+++ Data listing

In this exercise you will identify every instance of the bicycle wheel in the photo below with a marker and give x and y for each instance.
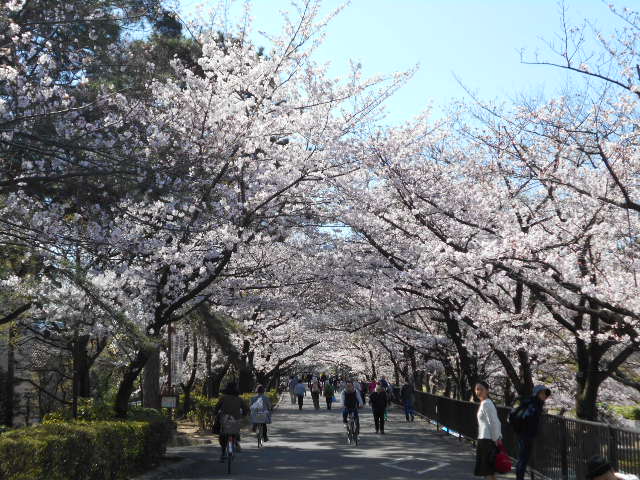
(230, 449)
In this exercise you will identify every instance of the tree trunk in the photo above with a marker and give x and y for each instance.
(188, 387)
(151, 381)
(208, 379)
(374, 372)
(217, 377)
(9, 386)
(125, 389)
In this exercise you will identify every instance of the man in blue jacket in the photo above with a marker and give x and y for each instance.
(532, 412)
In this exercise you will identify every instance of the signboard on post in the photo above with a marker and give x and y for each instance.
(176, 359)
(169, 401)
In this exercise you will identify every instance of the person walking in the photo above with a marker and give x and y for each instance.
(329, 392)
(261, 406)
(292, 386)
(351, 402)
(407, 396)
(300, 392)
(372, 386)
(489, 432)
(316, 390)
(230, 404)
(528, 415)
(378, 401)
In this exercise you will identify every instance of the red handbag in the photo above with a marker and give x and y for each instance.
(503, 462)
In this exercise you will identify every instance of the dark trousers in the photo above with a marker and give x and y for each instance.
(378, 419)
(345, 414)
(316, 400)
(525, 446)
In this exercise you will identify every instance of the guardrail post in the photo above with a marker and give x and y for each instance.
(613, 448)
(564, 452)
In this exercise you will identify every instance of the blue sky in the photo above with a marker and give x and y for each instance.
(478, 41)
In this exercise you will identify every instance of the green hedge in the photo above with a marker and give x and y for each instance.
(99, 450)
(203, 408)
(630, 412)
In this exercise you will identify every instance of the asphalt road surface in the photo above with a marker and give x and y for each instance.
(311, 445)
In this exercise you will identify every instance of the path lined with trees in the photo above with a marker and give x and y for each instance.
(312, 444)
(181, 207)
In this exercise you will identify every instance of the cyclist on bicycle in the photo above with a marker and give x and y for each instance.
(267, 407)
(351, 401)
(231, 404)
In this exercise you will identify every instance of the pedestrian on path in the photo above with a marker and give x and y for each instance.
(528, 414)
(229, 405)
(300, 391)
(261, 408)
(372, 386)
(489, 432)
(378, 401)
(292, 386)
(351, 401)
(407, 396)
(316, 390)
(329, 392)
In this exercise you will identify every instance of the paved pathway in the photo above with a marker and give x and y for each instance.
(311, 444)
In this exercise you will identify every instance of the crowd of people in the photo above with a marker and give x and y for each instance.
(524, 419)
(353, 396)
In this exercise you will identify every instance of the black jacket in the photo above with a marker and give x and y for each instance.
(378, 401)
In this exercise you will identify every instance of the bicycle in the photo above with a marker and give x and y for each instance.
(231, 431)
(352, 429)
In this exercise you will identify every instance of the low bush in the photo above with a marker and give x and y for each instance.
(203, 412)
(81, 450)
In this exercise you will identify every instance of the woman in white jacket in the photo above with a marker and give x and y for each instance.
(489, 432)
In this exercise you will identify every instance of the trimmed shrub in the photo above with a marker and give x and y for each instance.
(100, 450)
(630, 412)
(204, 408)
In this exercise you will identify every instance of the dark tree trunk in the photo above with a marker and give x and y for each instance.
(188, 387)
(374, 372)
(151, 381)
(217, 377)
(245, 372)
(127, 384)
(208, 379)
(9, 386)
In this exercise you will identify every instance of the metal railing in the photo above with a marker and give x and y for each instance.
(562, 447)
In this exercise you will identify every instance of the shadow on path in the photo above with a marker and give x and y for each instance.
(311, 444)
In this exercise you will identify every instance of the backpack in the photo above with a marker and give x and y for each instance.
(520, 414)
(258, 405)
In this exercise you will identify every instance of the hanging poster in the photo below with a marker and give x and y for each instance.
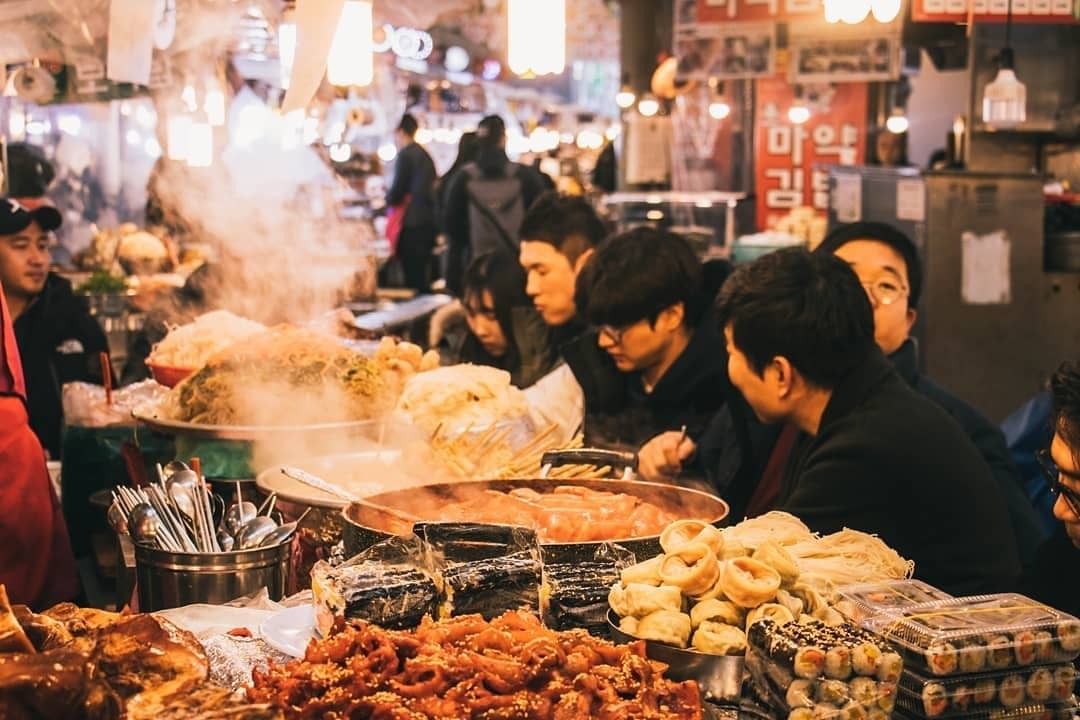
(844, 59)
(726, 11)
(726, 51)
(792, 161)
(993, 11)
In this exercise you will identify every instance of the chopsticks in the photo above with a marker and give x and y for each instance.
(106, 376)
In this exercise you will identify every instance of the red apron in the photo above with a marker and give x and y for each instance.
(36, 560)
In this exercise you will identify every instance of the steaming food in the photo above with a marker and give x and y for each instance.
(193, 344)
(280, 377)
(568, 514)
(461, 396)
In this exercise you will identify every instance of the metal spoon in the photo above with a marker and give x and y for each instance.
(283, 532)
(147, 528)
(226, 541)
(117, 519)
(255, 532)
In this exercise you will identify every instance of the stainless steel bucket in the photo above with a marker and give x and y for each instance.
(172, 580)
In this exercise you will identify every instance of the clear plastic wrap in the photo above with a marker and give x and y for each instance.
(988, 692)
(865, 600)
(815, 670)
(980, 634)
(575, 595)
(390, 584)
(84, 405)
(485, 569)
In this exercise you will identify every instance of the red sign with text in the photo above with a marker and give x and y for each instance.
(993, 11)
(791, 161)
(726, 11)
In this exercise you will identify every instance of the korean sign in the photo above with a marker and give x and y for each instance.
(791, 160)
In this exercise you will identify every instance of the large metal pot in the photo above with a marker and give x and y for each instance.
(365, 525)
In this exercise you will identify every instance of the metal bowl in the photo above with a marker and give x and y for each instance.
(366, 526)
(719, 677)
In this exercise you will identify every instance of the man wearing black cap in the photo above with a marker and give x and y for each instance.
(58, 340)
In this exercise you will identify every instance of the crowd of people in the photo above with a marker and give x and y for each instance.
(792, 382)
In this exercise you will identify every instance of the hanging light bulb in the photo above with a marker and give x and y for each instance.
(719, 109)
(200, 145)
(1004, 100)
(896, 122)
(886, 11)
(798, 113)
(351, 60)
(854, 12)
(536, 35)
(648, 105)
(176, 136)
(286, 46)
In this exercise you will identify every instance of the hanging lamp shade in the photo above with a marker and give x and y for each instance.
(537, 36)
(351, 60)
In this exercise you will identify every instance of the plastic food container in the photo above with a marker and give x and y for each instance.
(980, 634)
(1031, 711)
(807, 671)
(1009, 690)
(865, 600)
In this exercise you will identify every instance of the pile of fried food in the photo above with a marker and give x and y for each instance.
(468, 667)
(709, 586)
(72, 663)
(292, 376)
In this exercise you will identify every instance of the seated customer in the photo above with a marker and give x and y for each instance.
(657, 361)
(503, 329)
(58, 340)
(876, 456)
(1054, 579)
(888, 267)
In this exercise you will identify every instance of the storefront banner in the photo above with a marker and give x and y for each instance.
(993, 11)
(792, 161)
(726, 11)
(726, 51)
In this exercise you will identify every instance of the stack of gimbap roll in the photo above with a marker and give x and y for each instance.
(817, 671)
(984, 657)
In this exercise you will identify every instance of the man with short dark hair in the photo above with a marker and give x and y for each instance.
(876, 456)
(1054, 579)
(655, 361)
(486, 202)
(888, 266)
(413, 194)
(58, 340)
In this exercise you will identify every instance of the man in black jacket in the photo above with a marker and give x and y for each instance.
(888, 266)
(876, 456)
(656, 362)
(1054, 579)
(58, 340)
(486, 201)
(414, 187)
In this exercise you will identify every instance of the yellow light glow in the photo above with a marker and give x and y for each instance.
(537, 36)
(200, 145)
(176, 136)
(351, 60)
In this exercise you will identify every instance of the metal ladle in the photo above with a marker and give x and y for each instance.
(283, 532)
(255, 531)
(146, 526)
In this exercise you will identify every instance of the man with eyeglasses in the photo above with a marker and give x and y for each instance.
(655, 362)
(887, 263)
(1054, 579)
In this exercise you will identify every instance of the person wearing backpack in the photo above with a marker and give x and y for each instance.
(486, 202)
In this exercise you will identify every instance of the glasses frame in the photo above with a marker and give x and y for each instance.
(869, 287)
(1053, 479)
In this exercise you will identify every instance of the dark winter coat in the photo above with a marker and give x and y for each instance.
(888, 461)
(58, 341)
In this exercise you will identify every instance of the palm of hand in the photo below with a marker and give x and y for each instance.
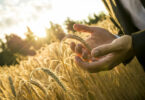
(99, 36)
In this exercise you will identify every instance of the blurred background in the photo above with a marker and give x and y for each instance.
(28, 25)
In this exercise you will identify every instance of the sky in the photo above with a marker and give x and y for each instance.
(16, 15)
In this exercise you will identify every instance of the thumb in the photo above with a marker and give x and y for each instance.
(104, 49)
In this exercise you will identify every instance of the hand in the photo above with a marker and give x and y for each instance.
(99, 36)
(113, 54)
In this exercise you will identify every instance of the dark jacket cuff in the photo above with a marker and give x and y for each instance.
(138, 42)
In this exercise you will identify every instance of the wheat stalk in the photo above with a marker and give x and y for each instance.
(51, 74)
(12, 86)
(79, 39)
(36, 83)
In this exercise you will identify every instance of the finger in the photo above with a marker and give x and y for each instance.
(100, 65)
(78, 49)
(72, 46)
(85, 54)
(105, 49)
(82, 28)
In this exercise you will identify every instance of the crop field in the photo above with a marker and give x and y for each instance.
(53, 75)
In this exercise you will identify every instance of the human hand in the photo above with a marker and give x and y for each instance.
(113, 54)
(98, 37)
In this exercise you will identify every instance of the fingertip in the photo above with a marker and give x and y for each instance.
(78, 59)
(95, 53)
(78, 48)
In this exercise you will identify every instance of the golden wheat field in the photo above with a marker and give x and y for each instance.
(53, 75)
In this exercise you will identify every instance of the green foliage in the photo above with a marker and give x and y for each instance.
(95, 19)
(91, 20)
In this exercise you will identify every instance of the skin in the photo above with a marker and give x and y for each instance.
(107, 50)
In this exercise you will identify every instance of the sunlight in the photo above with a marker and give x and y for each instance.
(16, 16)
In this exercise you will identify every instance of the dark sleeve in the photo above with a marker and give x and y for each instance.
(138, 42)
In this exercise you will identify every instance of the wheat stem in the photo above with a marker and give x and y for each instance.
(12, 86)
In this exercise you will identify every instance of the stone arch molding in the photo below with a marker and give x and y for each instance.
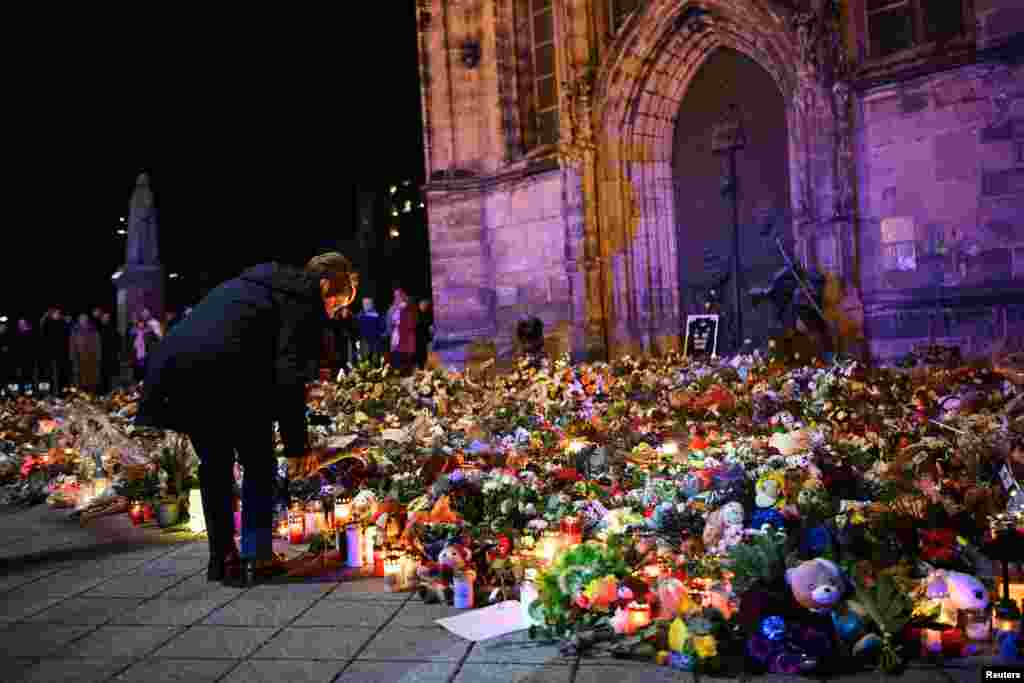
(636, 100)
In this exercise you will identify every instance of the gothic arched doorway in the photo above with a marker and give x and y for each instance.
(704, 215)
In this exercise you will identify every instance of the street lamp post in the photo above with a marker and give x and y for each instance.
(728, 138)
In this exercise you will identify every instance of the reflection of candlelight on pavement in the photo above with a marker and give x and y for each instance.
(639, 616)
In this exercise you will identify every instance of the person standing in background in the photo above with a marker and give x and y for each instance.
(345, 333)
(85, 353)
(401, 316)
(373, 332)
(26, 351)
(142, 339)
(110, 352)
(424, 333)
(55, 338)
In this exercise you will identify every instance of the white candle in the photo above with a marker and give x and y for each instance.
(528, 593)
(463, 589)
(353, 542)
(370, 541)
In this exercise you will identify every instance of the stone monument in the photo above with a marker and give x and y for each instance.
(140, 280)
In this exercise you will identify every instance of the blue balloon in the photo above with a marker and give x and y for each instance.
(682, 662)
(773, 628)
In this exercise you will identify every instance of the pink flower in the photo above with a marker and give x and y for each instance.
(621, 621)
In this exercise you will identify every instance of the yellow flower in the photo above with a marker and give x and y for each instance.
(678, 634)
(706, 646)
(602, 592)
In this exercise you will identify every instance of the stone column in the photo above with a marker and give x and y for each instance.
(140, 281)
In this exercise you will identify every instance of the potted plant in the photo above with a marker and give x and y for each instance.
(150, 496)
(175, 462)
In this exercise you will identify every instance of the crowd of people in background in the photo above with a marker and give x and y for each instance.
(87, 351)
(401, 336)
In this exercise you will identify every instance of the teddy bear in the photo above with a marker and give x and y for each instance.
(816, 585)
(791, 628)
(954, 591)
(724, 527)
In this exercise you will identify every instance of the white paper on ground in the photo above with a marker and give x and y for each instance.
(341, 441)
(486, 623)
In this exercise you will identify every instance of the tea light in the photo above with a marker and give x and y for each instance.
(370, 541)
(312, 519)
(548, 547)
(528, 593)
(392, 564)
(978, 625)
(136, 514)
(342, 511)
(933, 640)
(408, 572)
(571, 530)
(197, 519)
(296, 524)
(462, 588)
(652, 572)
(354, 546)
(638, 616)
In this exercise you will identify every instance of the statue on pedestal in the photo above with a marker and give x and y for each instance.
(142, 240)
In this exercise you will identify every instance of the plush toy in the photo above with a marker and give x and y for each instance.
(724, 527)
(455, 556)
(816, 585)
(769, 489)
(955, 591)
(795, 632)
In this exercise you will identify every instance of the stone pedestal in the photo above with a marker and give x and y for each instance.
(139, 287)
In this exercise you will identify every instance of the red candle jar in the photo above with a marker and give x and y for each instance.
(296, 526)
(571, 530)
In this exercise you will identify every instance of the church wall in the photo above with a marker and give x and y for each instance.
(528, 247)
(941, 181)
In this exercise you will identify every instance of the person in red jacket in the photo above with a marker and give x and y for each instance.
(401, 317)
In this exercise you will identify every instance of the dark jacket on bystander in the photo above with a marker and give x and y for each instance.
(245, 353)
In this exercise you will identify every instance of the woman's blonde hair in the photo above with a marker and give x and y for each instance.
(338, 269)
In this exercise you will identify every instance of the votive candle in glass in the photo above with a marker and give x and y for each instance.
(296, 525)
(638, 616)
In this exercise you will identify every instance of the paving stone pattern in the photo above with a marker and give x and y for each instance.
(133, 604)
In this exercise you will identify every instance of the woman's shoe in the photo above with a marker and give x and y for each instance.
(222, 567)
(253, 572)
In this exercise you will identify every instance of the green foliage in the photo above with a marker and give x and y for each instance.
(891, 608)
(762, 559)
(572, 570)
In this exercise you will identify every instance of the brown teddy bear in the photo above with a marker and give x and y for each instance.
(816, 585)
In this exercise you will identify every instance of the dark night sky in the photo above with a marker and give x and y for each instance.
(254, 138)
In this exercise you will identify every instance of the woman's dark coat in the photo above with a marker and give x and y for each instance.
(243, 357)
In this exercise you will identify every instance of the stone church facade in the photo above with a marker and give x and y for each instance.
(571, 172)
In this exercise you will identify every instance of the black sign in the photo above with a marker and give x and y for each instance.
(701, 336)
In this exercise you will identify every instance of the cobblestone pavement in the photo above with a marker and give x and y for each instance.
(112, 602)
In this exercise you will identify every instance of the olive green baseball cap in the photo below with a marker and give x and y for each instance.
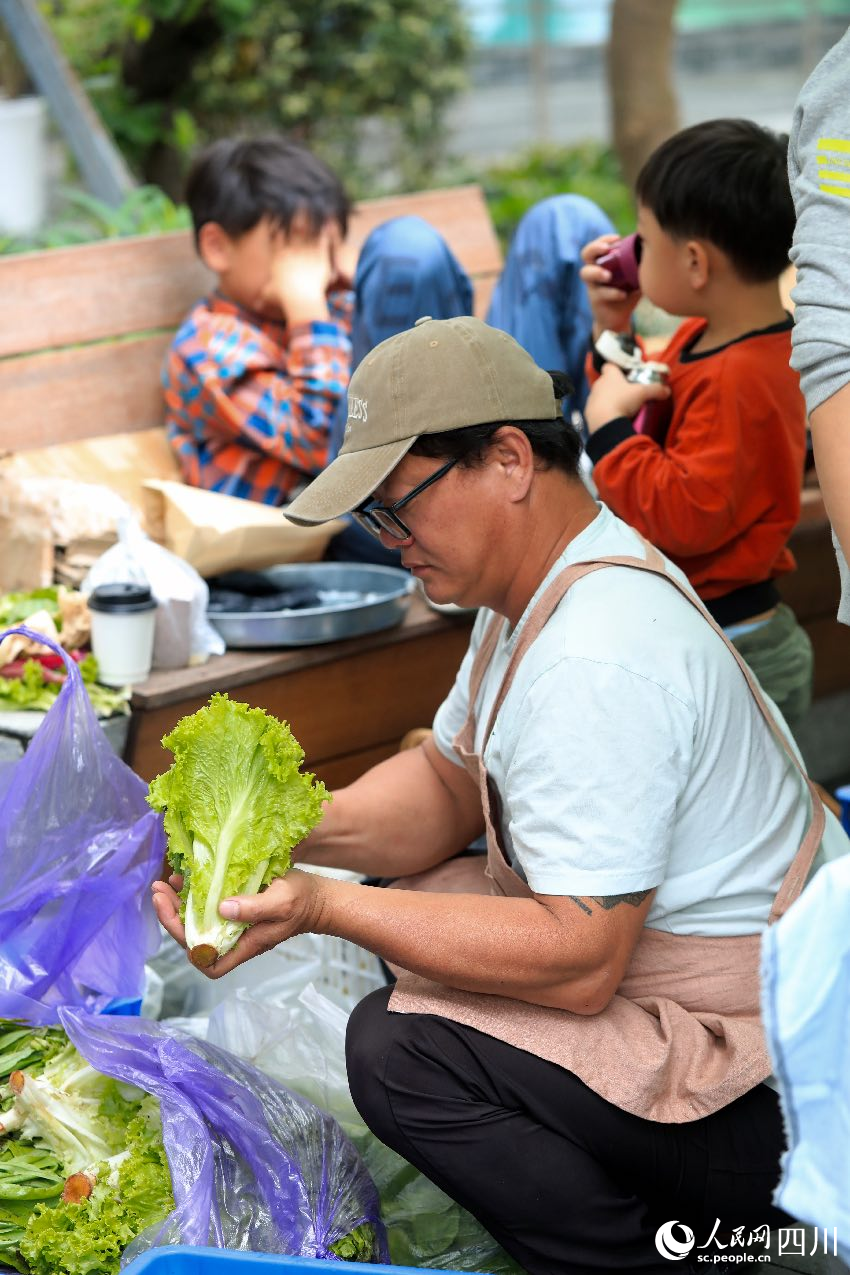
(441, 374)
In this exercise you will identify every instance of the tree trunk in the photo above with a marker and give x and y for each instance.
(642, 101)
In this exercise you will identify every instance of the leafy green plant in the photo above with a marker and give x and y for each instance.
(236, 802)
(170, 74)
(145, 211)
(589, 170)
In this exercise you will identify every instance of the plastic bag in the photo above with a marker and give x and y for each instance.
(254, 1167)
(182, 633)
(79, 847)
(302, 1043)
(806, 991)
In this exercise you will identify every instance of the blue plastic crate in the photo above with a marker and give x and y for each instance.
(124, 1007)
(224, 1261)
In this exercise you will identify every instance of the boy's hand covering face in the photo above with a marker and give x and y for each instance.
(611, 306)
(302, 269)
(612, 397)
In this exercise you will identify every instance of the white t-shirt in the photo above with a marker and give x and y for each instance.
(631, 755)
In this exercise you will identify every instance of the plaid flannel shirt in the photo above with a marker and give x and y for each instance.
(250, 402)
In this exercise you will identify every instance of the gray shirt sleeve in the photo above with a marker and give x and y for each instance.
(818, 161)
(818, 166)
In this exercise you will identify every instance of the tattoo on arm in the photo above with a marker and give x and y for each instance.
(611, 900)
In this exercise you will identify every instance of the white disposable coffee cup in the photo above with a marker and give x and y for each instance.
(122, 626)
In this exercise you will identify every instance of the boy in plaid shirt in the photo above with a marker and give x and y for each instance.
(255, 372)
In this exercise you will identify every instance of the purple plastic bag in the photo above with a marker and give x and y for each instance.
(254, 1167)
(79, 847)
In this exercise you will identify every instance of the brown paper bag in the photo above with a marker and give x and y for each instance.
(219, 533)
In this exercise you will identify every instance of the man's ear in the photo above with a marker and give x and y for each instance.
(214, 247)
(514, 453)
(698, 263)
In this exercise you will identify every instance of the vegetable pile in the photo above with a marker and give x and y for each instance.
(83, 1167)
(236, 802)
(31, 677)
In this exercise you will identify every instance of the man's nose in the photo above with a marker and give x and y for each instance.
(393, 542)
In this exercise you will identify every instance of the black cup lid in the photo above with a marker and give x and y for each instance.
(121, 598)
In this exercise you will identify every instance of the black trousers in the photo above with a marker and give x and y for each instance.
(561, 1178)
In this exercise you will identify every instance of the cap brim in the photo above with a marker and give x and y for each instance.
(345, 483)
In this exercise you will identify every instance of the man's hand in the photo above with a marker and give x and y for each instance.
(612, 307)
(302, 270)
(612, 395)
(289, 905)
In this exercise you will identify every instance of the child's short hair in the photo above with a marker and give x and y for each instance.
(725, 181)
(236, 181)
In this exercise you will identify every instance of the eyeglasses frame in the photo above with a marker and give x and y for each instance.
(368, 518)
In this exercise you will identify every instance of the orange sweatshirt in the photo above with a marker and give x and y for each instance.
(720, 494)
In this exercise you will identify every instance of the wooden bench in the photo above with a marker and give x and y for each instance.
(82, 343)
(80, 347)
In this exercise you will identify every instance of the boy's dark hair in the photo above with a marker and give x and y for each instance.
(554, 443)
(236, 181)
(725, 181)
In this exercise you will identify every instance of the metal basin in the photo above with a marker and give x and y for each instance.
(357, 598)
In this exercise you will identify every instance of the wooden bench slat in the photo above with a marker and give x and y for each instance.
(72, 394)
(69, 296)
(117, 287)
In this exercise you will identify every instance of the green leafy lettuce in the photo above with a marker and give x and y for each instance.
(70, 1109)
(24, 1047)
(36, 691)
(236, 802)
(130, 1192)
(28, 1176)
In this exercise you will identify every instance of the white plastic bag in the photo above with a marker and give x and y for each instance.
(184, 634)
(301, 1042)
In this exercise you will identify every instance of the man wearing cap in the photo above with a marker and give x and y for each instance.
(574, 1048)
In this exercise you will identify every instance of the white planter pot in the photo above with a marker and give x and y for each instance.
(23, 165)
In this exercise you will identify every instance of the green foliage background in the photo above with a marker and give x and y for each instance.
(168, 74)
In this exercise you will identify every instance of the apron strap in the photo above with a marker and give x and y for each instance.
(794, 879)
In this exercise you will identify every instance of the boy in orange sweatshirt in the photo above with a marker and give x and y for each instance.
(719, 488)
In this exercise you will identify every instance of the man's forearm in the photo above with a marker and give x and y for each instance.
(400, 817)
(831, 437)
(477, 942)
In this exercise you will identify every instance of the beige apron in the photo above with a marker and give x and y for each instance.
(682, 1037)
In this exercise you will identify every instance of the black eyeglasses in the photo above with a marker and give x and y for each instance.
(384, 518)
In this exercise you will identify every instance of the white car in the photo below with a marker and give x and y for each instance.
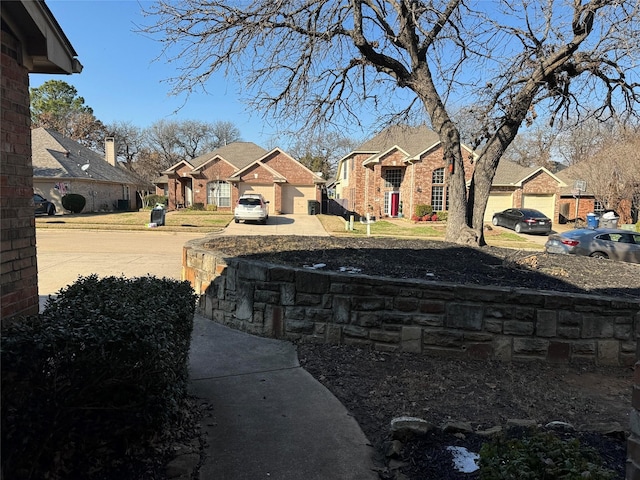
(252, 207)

++++++

* Set exercise
Make an exact copy of the lines of the records from the line containing "the green leafy" through the final line, both ends included, but not of the pictures.

* Solution for this task
In this exercise you will identify every instance of the green leafy lettuce in the photo above with a marker and give x and y for each instance.
(70, 1109)
(24, 1047)
(36, 691)
(236, 802)
(130, 1192)
(28, 1176)
In this exercise you will identify every instance of the white plastic bag in the photo above with a marker and give x and y for each instance.
(184, 634)
(301, 1042)
In this exercise you will identify every instance of the man wearing cap in the photo above with a marker and give x and y for each instance.
(574, 1048)
In this exercise you will identify every instance of the white planter pot in the photo above with a marker and give x and y for each instance.
(23, 165)
In this exercise you will identify every instance of the green foliage background in the photo above with a marker and give x and y for each instance.
(168, 74)
In this exercise you will identify every instance of the apron strap in the photo above with a marker and give x and y for each instance.
(794, 879)
In this exercise you will identify every instance of the boy in orange sweatshirt in the photo above with a marker and give x and y for each instance.
(719, 488)
In this exercise you will identify every instance of the man's forearm in the photo above with a marker and give x and y for each instance.
(400, 817)
(831, 437)
(477, 942)
In this exercise you will identify every instance of the beige apron in the photo above with a marker and give x and y for each instance.
(682, 1037)
In this exercise you will identify every instance of the black eyeglasses in the photo above with a marker and give x and y for each instance.
(384, 518)
In this exercise you will identify every instance of the white car in the photo below with a marker and give x and y for each instance.
(252, 207)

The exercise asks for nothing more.